● **Photo-based referring expression data**
------------------------

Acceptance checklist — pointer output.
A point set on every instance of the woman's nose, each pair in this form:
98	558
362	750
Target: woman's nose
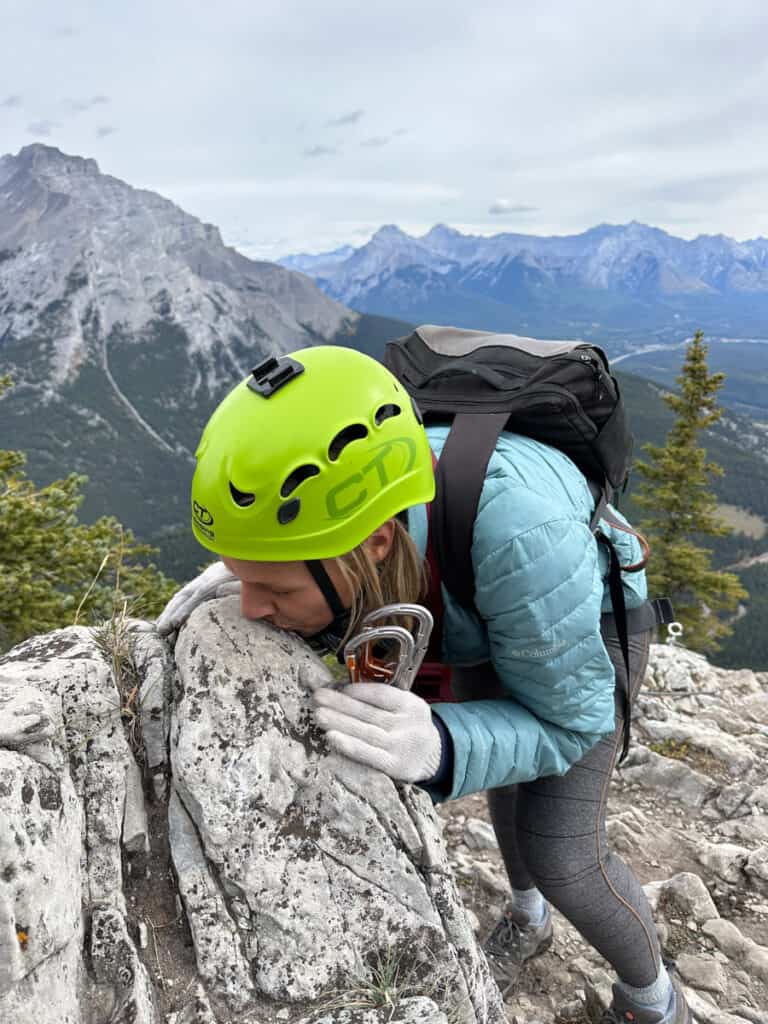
254	603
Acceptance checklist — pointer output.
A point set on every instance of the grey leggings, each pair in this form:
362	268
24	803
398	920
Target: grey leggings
551	834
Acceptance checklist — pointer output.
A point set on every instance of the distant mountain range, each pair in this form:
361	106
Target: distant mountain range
123	322
623	286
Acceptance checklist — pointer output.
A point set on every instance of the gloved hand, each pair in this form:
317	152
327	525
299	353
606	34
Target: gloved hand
216	581
383	727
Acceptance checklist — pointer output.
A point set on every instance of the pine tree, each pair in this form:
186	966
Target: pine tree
55	570
682	509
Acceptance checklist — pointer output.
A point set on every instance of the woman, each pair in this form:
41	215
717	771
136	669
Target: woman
311	485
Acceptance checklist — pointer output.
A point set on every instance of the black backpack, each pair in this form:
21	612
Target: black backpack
559	392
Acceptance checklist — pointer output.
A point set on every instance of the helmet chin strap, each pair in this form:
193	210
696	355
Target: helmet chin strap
330	593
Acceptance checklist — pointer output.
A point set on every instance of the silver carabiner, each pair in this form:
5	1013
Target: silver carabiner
674	632
365	667
420	635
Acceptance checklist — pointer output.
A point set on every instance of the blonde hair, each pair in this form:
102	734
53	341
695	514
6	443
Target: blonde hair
400	577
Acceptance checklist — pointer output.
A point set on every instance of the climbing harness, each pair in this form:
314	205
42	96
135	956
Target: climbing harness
389	653
674	632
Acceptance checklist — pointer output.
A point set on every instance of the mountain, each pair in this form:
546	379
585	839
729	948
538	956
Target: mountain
123	322
620	285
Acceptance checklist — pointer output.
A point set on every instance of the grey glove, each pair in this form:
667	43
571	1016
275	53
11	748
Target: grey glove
381	726
216	581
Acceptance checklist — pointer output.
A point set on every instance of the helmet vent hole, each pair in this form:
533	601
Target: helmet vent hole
298	476
288	512
242	498
386	413
352	433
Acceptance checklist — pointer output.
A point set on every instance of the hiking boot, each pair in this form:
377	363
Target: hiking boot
513	941
622	1011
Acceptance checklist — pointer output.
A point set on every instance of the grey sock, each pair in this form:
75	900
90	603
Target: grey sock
531	902
653	996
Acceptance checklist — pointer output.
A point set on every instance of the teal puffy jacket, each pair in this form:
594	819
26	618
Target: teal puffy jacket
541	585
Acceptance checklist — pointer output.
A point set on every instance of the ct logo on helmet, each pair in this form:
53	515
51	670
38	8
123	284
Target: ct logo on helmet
391	461
203	518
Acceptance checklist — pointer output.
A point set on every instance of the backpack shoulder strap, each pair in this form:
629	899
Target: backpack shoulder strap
461	473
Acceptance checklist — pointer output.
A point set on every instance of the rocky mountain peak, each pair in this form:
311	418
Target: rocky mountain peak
47	161
109	257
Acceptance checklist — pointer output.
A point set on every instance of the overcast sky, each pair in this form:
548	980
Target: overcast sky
298	125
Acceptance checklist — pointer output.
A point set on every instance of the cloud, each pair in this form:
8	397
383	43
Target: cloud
42	128
346	119
503	206
80	105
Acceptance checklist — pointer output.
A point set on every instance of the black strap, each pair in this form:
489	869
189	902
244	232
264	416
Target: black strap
620	616
323	580
461	473
646	616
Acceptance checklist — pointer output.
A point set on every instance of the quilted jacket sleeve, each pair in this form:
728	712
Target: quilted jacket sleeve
539	591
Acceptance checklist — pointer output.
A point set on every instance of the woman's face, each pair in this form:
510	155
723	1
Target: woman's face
286	595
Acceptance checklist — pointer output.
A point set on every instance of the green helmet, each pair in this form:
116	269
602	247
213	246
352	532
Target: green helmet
307	457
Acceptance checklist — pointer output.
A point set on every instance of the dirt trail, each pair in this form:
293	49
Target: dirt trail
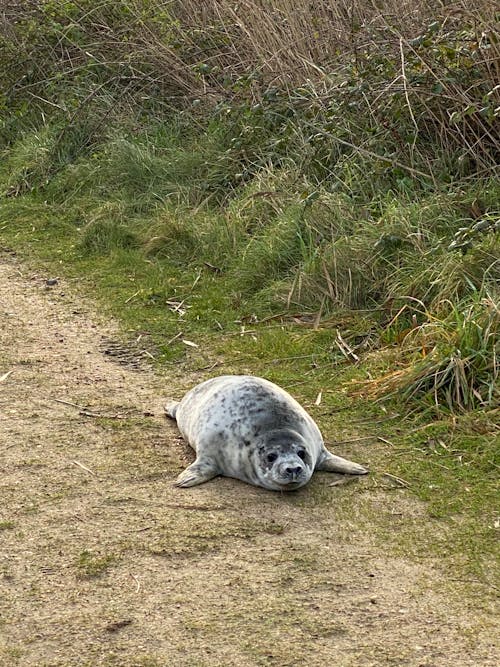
104	562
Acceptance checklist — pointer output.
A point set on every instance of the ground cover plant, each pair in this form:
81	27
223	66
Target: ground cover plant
326	177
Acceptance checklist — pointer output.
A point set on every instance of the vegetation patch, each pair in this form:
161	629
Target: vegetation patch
252	192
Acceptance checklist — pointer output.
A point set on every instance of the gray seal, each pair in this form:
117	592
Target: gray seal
248	428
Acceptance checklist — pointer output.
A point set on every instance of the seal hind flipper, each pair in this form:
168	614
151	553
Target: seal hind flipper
198	472
171	409
331	463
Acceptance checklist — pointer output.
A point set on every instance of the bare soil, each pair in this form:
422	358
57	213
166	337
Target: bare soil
104	562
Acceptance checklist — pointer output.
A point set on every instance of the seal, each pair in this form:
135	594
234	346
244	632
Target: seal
248	428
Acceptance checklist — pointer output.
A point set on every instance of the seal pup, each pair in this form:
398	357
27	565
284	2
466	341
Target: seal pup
248	428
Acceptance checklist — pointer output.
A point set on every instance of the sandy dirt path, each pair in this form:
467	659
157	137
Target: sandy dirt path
104	562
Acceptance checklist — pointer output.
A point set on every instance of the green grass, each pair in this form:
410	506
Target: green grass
331	231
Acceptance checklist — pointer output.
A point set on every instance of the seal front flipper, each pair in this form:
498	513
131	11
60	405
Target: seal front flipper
198	472
332	463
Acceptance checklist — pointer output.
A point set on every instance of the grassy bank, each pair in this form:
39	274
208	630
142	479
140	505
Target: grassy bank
307	195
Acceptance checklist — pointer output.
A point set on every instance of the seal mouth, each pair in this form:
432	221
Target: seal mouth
290	486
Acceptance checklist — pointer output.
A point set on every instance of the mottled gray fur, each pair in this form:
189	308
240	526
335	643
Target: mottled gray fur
249	428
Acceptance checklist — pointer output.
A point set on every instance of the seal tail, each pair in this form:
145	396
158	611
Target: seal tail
332	463
171	409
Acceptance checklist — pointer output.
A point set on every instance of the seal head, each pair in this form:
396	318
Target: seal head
283	460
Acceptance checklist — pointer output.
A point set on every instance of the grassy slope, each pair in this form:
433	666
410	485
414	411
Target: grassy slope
255	208
447	460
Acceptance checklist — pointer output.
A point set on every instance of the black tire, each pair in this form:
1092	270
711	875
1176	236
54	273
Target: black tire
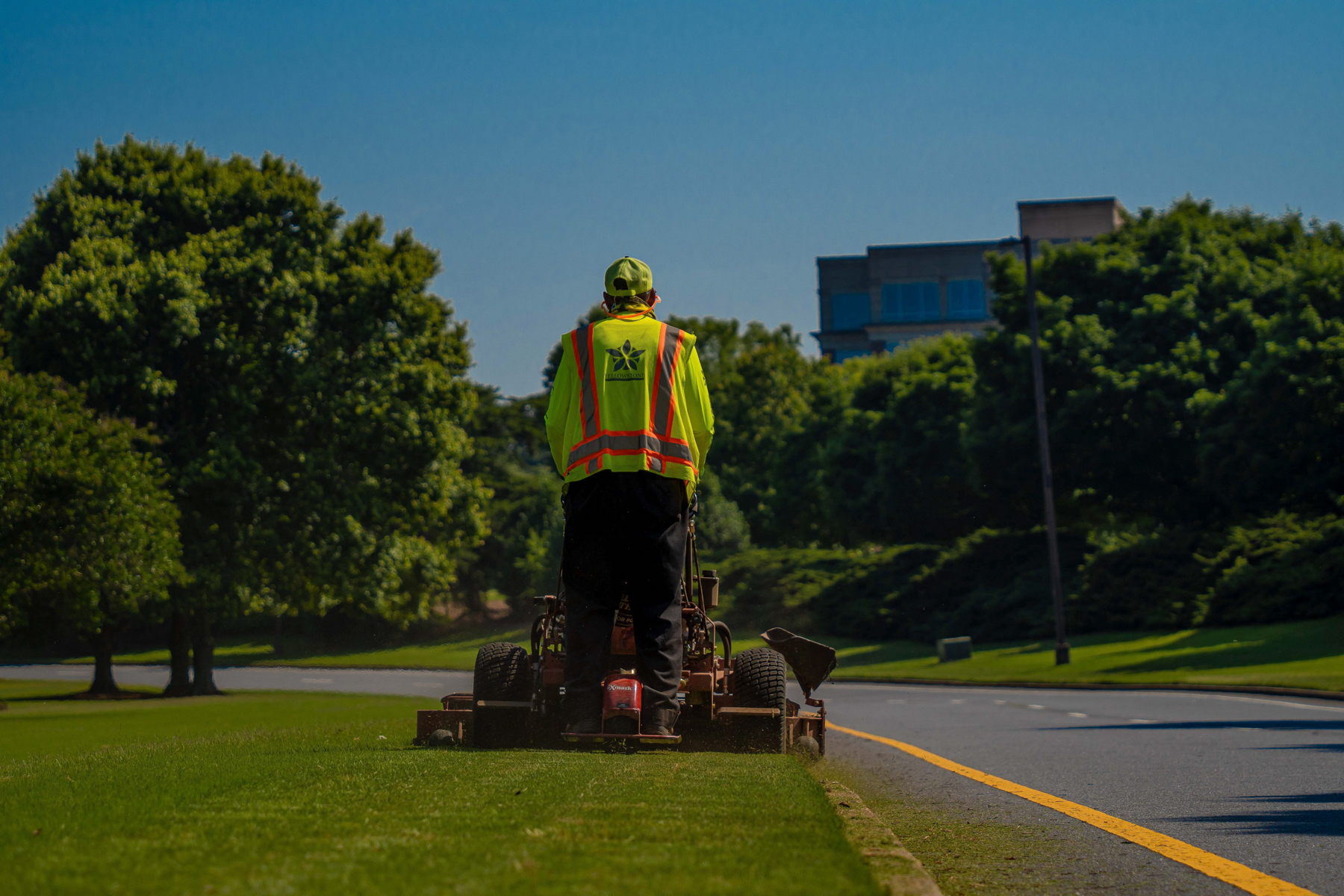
502	673
759	676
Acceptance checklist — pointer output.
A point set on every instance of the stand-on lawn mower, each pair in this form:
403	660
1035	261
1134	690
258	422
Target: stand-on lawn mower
729	702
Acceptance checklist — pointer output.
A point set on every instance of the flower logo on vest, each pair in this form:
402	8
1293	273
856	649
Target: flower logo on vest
625	358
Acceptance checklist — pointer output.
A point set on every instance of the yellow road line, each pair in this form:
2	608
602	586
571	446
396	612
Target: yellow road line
1226	869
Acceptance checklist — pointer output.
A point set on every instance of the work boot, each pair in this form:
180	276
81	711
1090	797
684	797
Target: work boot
585	727
662	722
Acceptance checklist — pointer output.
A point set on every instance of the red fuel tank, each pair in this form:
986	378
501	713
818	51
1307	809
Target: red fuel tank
621	696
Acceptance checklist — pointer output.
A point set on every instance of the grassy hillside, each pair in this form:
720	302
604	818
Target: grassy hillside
1289	655
323	793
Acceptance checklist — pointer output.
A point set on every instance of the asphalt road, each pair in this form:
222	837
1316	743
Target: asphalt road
1254	780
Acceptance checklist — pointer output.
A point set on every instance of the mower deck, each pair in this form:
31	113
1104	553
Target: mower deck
651	741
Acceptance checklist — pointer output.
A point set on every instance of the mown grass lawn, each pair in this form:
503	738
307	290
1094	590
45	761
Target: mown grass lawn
277	793
1290	655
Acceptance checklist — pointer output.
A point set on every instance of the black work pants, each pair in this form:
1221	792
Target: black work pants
624	534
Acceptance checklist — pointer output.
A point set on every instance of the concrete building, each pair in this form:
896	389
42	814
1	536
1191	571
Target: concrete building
894	294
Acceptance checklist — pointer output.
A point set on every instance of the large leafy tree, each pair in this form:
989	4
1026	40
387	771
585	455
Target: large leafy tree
893	467
304	385
1142	332
87	529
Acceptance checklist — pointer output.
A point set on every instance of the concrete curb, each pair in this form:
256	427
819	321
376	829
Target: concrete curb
892	864
1102	685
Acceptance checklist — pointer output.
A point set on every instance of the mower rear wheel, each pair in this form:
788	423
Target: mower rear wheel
759	676
502	673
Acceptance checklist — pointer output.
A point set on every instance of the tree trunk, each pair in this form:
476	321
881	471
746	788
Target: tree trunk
102	680
179	647
202	655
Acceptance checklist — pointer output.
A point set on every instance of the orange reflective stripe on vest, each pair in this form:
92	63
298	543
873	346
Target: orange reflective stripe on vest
582	341
656	442
670	349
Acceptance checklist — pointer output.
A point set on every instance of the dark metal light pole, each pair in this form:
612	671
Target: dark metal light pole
1048	481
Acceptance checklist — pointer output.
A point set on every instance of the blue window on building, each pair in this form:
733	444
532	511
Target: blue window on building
965	300
910	302
846	354
850	311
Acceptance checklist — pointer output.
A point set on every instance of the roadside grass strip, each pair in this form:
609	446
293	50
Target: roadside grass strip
324	793
1206	862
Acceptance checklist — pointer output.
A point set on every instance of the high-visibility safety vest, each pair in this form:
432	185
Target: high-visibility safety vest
629	395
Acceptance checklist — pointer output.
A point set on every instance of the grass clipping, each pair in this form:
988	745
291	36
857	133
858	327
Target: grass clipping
890	862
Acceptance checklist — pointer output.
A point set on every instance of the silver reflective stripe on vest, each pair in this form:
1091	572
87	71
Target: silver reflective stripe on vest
667	379
588	395
638	442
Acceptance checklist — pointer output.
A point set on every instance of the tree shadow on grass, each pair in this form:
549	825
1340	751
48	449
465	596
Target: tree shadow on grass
87	696
1209	649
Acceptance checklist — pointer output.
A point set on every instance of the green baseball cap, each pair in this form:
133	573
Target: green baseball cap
628	277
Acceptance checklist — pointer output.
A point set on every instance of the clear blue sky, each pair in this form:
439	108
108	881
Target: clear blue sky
727	144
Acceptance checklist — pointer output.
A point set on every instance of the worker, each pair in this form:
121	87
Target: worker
629	426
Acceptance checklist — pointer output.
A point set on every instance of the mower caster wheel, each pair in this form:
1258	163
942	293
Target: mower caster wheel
441	738
806	748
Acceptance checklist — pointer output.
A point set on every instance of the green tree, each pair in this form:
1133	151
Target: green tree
1273	435
893	469
511	457
87	529
305	386
1135	327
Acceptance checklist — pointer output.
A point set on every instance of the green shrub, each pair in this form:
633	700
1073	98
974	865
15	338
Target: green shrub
1284	568
1142	581
992	585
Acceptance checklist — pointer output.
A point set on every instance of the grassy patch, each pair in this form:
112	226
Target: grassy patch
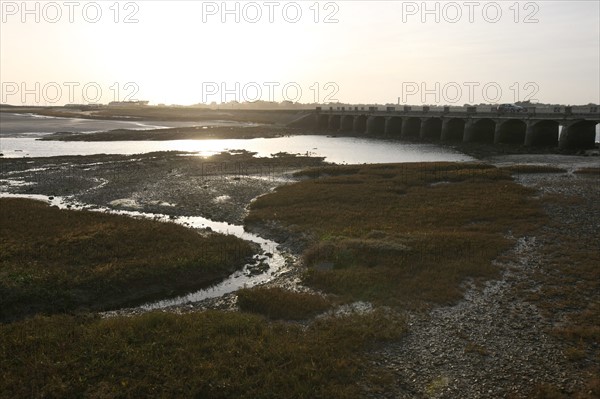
55	260
202	355
401	233
591	171
278	303
523	169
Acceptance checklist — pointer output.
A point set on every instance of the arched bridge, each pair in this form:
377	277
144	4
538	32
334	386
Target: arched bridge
565	127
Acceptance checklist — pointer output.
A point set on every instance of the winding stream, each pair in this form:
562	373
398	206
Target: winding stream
249	276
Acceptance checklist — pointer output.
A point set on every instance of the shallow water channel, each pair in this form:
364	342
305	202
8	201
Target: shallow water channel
249	276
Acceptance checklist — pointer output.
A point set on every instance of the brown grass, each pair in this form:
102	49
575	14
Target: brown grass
203	355
525	168
278	303
401	234
55	260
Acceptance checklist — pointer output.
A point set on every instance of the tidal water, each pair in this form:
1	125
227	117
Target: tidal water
19	134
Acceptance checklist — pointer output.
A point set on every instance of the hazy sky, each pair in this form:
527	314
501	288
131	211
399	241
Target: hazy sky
189	52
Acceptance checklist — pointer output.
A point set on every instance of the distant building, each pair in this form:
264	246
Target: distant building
128	103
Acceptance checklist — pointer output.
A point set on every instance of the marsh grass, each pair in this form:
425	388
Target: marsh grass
202	355
54	260
278	303
591	171
401	234
525	168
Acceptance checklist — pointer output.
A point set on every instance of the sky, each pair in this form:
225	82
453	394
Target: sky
358	52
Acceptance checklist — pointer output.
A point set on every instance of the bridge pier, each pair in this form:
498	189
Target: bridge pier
479	130
322	121
334	122
347	123
578	134
411	127
360	124
393	126
510	131
376	125
431	129
453	129
542	133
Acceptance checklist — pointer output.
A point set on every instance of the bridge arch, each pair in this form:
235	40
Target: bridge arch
411	127
360	124
393	126
578	135
480	131
334	122
347	123
453	129
431	129
542	133
510	131
376	125
322	121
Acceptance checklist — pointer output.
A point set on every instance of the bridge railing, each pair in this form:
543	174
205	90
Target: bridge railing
590	110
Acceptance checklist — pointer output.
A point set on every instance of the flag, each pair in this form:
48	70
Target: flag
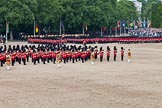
131	24
123	23
86	28
36	29
62	25
118	24
144	24
7	27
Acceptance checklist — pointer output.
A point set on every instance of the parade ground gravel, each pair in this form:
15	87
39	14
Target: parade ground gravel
82	85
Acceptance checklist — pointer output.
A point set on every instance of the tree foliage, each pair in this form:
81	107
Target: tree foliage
74	14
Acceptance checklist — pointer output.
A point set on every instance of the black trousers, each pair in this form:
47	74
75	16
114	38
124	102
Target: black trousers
73	60
82	60
34	60
114	57
101	58
13	62
24	61
122	57
54	60
1	63
64	60
108	58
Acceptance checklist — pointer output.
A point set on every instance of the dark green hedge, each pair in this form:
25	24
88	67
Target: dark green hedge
156	17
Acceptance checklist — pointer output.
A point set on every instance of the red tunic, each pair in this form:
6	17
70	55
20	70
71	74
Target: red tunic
108	53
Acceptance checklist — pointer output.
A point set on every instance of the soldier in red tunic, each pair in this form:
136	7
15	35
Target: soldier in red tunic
34	56
53	57
122	53
101	54
108	53
13	57
2	59
115	53
24	57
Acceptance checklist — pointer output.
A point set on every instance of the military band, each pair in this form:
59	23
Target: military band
58	53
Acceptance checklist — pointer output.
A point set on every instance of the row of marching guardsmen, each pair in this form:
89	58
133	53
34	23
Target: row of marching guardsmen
54	53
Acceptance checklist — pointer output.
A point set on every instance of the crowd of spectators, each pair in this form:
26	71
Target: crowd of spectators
149	32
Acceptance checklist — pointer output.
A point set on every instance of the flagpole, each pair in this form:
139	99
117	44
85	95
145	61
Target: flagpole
101	32
60	27
34	26
7	30
83	30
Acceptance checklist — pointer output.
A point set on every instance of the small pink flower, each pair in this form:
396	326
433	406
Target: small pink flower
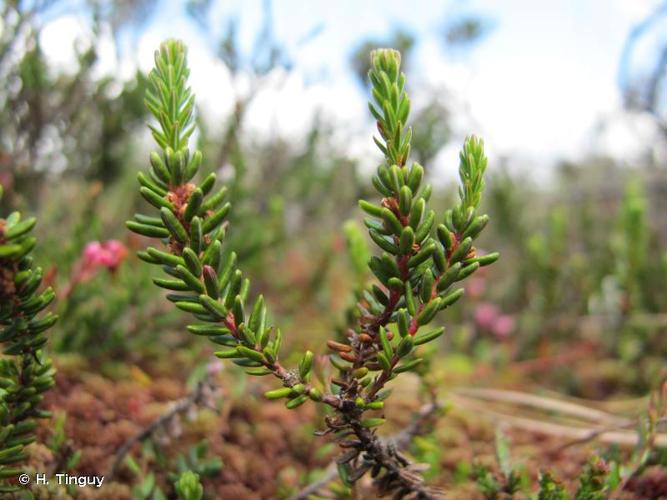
214	367
485	315
475	288
503	326
108	254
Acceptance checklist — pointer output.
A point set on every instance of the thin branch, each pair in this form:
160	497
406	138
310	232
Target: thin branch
400	441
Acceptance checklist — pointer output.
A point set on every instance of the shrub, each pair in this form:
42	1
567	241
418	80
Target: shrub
420	263
25	372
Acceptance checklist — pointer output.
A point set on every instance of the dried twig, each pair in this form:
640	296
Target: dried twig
198	397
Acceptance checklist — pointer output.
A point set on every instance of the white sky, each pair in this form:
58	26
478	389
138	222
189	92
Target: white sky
535	88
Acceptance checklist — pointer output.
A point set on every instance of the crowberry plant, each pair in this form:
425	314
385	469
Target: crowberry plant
25	372
421	261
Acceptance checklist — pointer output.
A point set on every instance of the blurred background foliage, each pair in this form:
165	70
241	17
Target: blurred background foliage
584	255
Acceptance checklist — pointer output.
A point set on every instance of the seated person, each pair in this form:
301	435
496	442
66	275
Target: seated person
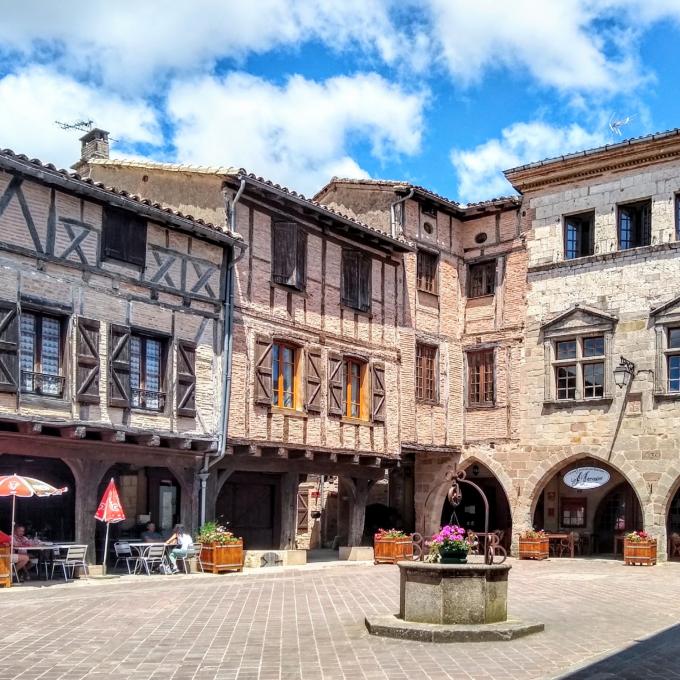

------------------------

● **Goal of the exercise**
Locate the word "seated" in the records above, and return each line that has it.

● **Response area**
A point set on every instance of the seated person, each pair in this form:
Target: seated person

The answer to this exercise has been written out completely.